Work to complete: Repeat every line of the records below with no changes, but leave the pictures out.

Recorded data:
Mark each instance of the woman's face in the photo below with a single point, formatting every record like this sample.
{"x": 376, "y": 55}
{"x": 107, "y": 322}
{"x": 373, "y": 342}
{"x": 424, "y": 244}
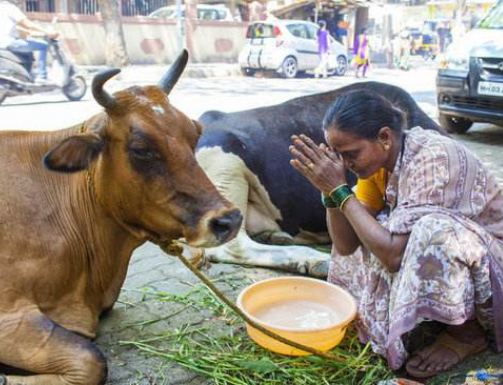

Task result:
Mark each instance of the woman's face in the photo below with a single point, formatting every record like this sample.
{"x": 376, "y": 55}
{"x": 107, "y": 322}
{"x": 373, "y": 342}
{"x": 424, "y": 244}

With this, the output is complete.